* _Provided data_:
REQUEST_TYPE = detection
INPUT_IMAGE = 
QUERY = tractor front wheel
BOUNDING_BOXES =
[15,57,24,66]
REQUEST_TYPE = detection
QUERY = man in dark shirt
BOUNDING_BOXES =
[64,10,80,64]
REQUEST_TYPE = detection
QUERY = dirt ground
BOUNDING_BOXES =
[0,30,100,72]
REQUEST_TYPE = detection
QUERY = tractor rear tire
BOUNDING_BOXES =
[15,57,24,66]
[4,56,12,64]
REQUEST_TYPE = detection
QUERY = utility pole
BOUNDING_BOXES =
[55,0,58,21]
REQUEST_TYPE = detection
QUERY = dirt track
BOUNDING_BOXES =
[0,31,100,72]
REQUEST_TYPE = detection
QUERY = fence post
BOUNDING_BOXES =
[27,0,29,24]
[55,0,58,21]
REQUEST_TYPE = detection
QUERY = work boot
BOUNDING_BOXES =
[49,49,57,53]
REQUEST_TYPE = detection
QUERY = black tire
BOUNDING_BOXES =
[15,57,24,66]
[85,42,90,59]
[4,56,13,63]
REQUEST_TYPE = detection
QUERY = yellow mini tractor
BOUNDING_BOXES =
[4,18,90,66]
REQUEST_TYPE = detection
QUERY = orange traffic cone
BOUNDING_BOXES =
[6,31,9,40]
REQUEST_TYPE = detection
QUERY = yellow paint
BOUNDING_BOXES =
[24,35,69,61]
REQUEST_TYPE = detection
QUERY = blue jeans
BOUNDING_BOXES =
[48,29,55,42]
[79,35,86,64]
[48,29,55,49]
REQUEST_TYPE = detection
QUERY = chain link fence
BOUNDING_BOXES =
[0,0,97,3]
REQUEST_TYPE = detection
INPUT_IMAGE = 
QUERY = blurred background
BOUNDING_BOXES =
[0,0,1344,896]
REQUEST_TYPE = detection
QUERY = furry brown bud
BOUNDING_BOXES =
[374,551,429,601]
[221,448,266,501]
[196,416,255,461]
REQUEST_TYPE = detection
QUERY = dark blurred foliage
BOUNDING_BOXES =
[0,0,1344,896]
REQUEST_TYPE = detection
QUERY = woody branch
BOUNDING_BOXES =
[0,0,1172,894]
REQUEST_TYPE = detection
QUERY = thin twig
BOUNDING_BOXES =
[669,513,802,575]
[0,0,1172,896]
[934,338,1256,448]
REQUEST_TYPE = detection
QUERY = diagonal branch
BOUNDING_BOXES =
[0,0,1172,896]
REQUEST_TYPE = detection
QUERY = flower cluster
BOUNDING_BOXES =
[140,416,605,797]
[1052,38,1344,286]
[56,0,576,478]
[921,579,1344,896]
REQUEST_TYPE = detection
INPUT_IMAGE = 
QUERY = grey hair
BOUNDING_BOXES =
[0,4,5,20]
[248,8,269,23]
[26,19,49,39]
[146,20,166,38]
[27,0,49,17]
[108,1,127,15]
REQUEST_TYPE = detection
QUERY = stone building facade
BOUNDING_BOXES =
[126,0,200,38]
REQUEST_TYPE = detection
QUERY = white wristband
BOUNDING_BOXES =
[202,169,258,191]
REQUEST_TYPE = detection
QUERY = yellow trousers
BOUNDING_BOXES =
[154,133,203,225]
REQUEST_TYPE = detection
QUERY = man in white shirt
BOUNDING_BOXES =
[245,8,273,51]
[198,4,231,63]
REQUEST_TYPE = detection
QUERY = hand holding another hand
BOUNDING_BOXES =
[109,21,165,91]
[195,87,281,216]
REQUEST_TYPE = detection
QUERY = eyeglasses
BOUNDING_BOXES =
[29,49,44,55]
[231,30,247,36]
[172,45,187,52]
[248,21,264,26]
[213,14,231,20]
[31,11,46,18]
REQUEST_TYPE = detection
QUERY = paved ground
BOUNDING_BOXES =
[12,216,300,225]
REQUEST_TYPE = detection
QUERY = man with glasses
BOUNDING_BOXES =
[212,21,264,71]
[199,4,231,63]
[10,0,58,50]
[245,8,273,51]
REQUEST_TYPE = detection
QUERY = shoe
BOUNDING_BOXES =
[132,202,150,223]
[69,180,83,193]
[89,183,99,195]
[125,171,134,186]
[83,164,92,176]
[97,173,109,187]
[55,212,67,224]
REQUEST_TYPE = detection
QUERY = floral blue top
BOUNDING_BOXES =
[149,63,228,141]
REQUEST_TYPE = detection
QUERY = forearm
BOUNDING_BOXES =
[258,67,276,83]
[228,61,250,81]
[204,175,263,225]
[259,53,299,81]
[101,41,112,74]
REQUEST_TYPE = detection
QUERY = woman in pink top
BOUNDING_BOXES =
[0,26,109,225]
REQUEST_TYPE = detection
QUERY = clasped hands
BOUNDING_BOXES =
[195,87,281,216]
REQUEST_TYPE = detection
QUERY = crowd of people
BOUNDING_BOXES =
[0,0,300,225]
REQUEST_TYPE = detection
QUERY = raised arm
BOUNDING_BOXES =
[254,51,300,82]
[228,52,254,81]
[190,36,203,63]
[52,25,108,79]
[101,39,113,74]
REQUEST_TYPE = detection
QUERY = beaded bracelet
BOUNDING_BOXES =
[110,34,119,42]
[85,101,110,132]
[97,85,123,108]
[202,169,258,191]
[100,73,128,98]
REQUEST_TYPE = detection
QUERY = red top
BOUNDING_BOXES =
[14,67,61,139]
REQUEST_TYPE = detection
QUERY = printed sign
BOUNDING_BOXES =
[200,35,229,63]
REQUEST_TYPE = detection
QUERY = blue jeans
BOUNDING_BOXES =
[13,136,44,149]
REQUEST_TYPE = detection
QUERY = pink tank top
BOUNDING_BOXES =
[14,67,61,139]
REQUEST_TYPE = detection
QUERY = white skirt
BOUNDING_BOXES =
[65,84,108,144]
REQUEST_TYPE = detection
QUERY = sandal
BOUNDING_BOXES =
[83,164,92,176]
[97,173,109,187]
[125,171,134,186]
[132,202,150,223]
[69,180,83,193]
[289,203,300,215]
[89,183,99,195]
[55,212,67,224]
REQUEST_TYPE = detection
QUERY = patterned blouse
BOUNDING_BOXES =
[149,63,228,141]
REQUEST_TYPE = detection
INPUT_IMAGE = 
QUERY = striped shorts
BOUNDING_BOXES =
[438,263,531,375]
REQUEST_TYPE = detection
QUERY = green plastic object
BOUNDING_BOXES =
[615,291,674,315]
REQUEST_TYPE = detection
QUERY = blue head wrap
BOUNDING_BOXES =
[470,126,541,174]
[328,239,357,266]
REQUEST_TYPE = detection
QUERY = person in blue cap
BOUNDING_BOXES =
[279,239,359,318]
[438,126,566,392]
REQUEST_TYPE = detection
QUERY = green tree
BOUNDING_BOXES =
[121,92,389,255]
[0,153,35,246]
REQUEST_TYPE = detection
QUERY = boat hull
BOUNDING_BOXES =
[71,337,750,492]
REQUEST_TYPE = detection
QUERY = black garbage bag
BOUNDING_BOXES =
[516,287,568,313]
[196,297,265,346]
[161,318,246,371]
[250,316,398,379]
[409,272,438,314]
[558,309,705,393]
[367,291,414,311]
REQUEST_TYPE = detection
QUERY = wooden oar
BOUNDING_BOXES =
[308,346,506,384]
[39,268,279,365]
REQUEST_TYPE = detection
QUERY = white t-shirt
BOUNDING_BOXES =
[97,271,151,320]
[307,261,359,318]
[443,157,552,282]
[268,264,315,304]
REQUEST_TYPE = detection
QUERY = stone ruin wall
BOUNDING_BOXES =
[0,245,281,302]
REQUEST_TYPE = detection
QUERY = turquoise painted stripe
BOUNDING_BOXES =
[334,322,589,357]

* _What is asked_: Turn every line of the items above into a Markdown table with the columns Row and Line, numbering the rows and skipping blank lines.

* _Full output_:
| Row | Line |
|---|---|
| 1 | REQUEST_TYPE = detection |
| 2 | INPUT_IMAGE =  |
| 3 | QUERY = tractor front wheel |
| 4 | BOUNDING_BOXES = |
| 5 | [15,57,24,66] |
| 6 | REQUEST_TYPE = detection |
| 7 | QUERY = man in dark shirt |
| 8 | BOUNDING_BOXES = |
| 9 | [64,10,80,64] |
| 10 | REQUEST_TYPE = detection |
| 11 | QUERY = dirt ground |
| 12 | BOUNDING_BOXES = |
| 13 | [0,30,100,72] |
| 14 | REQUEST_TYPE = detection |
| 15 | QUERY = tractor rear tire |
| 16 | BOUNDING_BOXES = |
| 17 | [15,57,24,66] |
| 18 | [4,56,12,64] |
| 19 | REQUEST_TYPE = detection |
| 20 | QUERY = utility pole |
| 21 | BOUNDING_BOXES = |
| 22 | [55,0,58,21] |
| 23 | REQUEST_TYPE = detection |
| 24 | QUERY = dirt track |
| 25 | BOUNDING_BOXES = |
| 26 | [0,31,100,72] |
| 27 | REQUEST_TYPE = detection |
| 28 | QUERY = fence post |
| 29 | BOUNDING_BOXES = |
| 30 | [27,0,29,24] |
| 31 | [55,0,58,21] |
| 32 | REQUEST_TYPE = detection |
| 33 | QUERY = work boot |
| 34 | BOUNDING_BOXES = |
| 35 | [49,49,57,53] |
| 36 | REQUEST_TYPE = detection |
| 37 | QUERY = black tire |
| 38 | BOUNDING_BOXES = |
| 39 | [15,57,24,66] |
| 40 | [85,42,90,59] |
| 41 | [4,56,13,63] |
| 42 | REQUEST_TYPE = detection |
| 43 | QUERY = yellow mini tractor |
| 44 | BOUNDING_BOXES = |
| 45 | [4,18,90,66] |
| 46 | REQUEST_TYPE = detection |
| 47 | QUERY = orange traffic cone |
| 48 | BOUNDING_BOXES = |
| 49 | [6,31,9,40] |
| 50 | REQUEST_TYPE = detection |
| 51 | QUERY = yellow paint |
| 52 | BOUNDING_BOXES = |
| 53 | [24,35,69,61] |
| 54 | REQUEST_TYPE = detection |
| 55 | QUERY = blue jeans |
| 56 | BOUNDING_BOXES = |
| 57 | [48,29,55,42] |
| 58 | [79,35,86,64] |
| 59 | [48,29,55,49] |
| 60 | REQUEST_TYPE = detection |
| 61 | QUERY = chain link fence |
| 62 | BOUNDING_BOXES = |
| 63 | [0,0,97,3] |
| 64 | REQUEST_TYPE = detection |
| 65 | INPUT_IMAGE =  |
| 66 | QUERY = blurred background |
| 67 | BOUNDING_BOXES = |
| 68 | [0,0,1344,896] |
| 69 | REQUEST_TYPE = detection |
| 70 | QUERY = furry brown bud |
| 71 | BOUNDING_BOXES = |
| 72 | [374,551,429,601] |
| 73 | [221,448,266,501] |
| 74 | [196,416,255,461] |
| 75 | REQUEST_TYPE = detection |
| 76 | QUERY = dark blurred foliage |
| 77 | BOUNDING_BOXES = |
| 78 | [0,0,1344,896] |
| 79 | REQUEST_TYPE = detection |
| 80 | QUERY = woody branch |
| 81 | BOUNDING_BOXES = |
| 82 | [0,0,1172,894] |
| 83 | REQUEST_TYPE = detection |
| 84 | QUERY = thin twig |
| 85 | BOUNDING_BOXES = |
| 86 | [669,513,802,575] |
| 87 | [0,0,1172,896] |
| 88 | [934,338,1256,448] |
| 89 | REQUEST_TYPE = detection |
| 90 | QUERY = diagonal branch |
| 91 | BOUNDING_BOXES = |
| 92 | [0,0,1172,896] |
| 93 | REQUEST_TYPE = detection |
| 94 | QUERY = flower cluster |
| 95 | BOUNDING_BOXES = |
| 96 | [140,416,605,797] |
| 97 | [1052,38,1344,286] |
| 98 | [56,0,576,478] |
| 99 | [921,579,1344,896] |
| 100 | REQUEST_TYPE = detection |
| 101 | INPUT_IMAGE =  |
| 102 | QUERY = grey hair |
| 103 | BOUNDING_BOXES = |
| 104 | [0,4,5,20] |
| 105 | [248,8,269,23] |
| 106 | [26,19,49,39] |
| 107 | [146,20,166,38] |
| 108 | [27,0,49,17] |
| 109 | [108,1,127,15] |
| 110 | REQUEST_TYPE = detection |
| 111 | QUERY = stone building facade |
| 112 | BOUNDING_BOXES = |
| 113 | [126,0,200,38] |
| 114 | REQUEST_TYPE = detection |
| 115 | QUERY = white wristband |
| 116 | BOUNDING_BOXES = |
| 117 | [202,169,258,191] |
| 118 | REQUEST_TYPE = detection |
| 119 | QUERY = yellow trousers |
| 120 | BOUNDING_BOXES = |
| 121 | [154,133,203,225] |
| 122 | REQUEST_TYPE = detection |
| 123 | QUERY = man in white shirt |
| 124 | BOUNDING_BOXES = |
| 125 | [245,8,273,51] |
| 126 | [198,4,231,63] |
| 127 | REQUEST_TYPE = detection |
| 128 | QUERY = hand holding another hand |
| 129 | BOUNDING_BOXES = |
| 130 | [109,21,165,91] |
| 131 | [195,87,281,216] |
| 132 | REQUEST_TYPE = detection |
| 133 | QUERY = eyeglasses |
| 134 | BOUNDING_BOXES = |
| 135 | [29,49,44,55] |
| 136 | [231,30,247,36] |
| 137 | [172,45,187,52] |
| 138 | [248,21,264,26] |
| 139 | [213,14,231,20] |
| 140 | [31,11,46,18] |
| 141 | REQUEST_TYPE = detection |
| 142 | QUERY = paved ground |
| 143 | BOUNDING_BOXES = |
| 144 | [12,216,300,225] |
| 145 | REQUEST_TYPE = detection |
| 146 | QUERY = man with glasses |
| 147 | BOUNDING_BOXES = |
| 148 | [212,21,264,71] |
| 149 | [199,4,231,63] |
| 150 | [10,0,58,50] |
| 151 | [245,8,273,51] |
| 152 | REQUEST_TYPE = detection |
| 153 | QUERY = shoe |
| 154 | BOUNDING_BOXES = |
| 155 | [132,202,150,223] |
| 156 | [69,180,83,193] |
| 157 | [89,183,99,195] |
| 158 | [125,171,134,186] |
| 159 | [83,164,92,176] |
| 160 | [97,173,109,187] |
| 161 | [55,212,67,224] |
| 162 | REQUEST_TYPE = detection |
| 163 | QUERY = floral blue top |
| 164 | BOUNDING_BOXES = |
| 165 | [149,63,228,141] |
| 166 | REQUEST_TYPE = detection |
| 167 | QUERY = forearm |
| 168 | BOUNDING_BOXES = |
| 169 | [258,67,276,83] |
| 170 | [228,61,250,81] |
| 171 | [204,175,263,225] |
| 172 | [259,53,299,81] |
| 173 | [101,41,112,74] |
| 174 | REQUEST_TYPE = detection |
| 175 | QUERY = woman in pink top |
| 176 | BOUNDING_BOXES = |
| 177 | [0,26,109,225] |
| 178 | REQUEST_TYPE = detection |
| 179 | QUERY = clasped hands |
| 180 | BOUNDING_BOXES = |
| 181 | [195,87,281,216] |
| 182 | REQUEST_TYPE = detection |
| 183 | QUERY = crowd of people |
| 184 | BOUNDING_BOXES = |
| 185 | [0,0,300,225] |
| 186 | REQUEST_TYPE = detection |
| 187 | QUERY = raised arm |
| 188 | BOUNDING_BOXES = |
| 189 | [254,51,300,82] |
| 190 | [228,52,254,81] |
| 191 | [190,36,203,63] |
| 192 | [52,25,108,79] |
| 193 | [101,39,113,74] |
| 194 | REQUEST_TYPE = detection |
| 195 | QUERY = beaded bracelet |
| 196 | BOUNDING_BOXES = |
| 197 | [110,34,119,42] |
| 198 | [85,101,110,132] |
| 199 | [97,85,123,108] |
| 200 | [202,169,258,191] |
| 201 | [100,73,128,98] |
| 202 | REQUEST_TYPE = detection |
| 203 | QUERY = red top |
| 204 | BOUNDING_BOXES = |
| 205 | [14,67,61,139] |
| 206 | REQUEST_TYPE = detection |
| 207 | QUERY = printed sign |
| 208 | BOUNDING_BOXES = |
| 209 | [200,35,229,63] |
| 210 | REQUEST_TYPE = detection |
| 211 | QUERY = blue jeans |
| 212 | BOUNDING_BOXES = |
| 213 | [13,136,44,149] |
| 214 | REQUEST_TYPE = detection |
| 215 | QUERY = pink tank top |
| 216 | BOUNDING_BOXES = |
| 217 | [14,67,61,139] |
| 218 | REQUEST_TYPE = detection |
| 219 | QUERY = white skirt |
| 220 | BOUNDING_BOXES = |
| 221 | [65,84,108,144] |
| 222 | REQUEST_TYPE = detection |
| 223 | QUERY = sandal |
| 224 | BOUNDING_BOXES = |
| 225 | [83,164,92,176] |
| 226 | [97,173,109,187] |
| 227 | [125,171,134,186] |
| 228 | [132,202,150,223] |
| 229 | [69,180,83,193] |
| 230 | [289,203,300,215] |
| 231 | [89,183,99,195] |
| 232 | [55,212,67,224] |
| 233 | REQUEST_TYPE = detection |
| 234 | QUERY = patterned blouse |
| 235 | BOUNDING_BOXES = |
| 236 | [149,63,228,141] |
| 237 | REQUEST_TYPE = detection |
| 238 | INPUT_IMAGE =  |
| 239 | QUERY = striped shorts |
| 240 | BOUNDING_BOXES = |
| 241 | [438,263,531,375] |
| 242 | REQUEST_TYPE = detection |
| 243 | QUERY = green plastic object |
| 244 | BOUNDING_BOXES = |
| 245 | [615,291,674,315] |
| 246 | REQUEST_TYPE = detection |
| 247 | QUERY = blue head wrap |
| 248 | BOUNDING_BOXES = |
| 249 | [470,126,541,174] |
| 250 | [328,239,357,266] |
| 251 | REQUEST_TYPE = detection |
| 252 | QUERY = person in blue cap |
| 253 | BOUNDING_BOXES = |
| 254 | [279,239,359,318] |
| 255 | [438,126,566,392] |
| 256 | REQUEST_TYPE = detection |
| 257 | QUERY = green tree |
| 258 | BOUNDING_BOXES = |
| 259 | [121,92,389,255] |
| 260 | [0,153,35,246] |
| 261 | REQUEST_TYPE = detection |
| 262 | QUERY = boat hull |
| 263 | BOUNDING_BOXES = |
| 264 | [71,337,750,492] |
| 265 | REQUEST_TYPE = detection |
| 266 | QUERY = black garbage bag |
| 267 | BOUNDING_BOXES = |
| 268 | [516,287,568,313] |
| 269 | [196,297,265,346] |
| 270 | [161,318,246,371] |
| 271 | [250,316,398,379] |
| 272 | [409,272,438,314] |
| 273 | [558,309,705,393] |
| 274 | [367,291,414,311] |
| 275 | REQUEST_TYPE = detection |
| 276 | QUERY = wooden oar |
| 277 | BOUNDING_BOXES = |
| 278 | [308,346,506,384] |
| 279 | [39,268,279,365] |
| 280 | REQUEST_TYPE = detection |
| 281 | QUERY = white t-shirt |
| 282 | BOUNDING_BOXES = |
| 283 | [97,271,151,320] |
| 284 | [307,261,359,318] |
| 285 | [443,157,552,282] |
| 286 | [268,264,315,304] |
| 287 | REQUEST_TYPE = detection |
| 288 | QUERY = stone ruin wall |
| 289 | BOUNDING_BOXES = |
| 290 | [0,245,281,302] |
| 291 | REQUEST_TYPE = detection |
| 292 | QUERY = turquoise painted stripe |
| 293 | BOUNDING_BOXES = |
| 294 | [334,322,589,357] |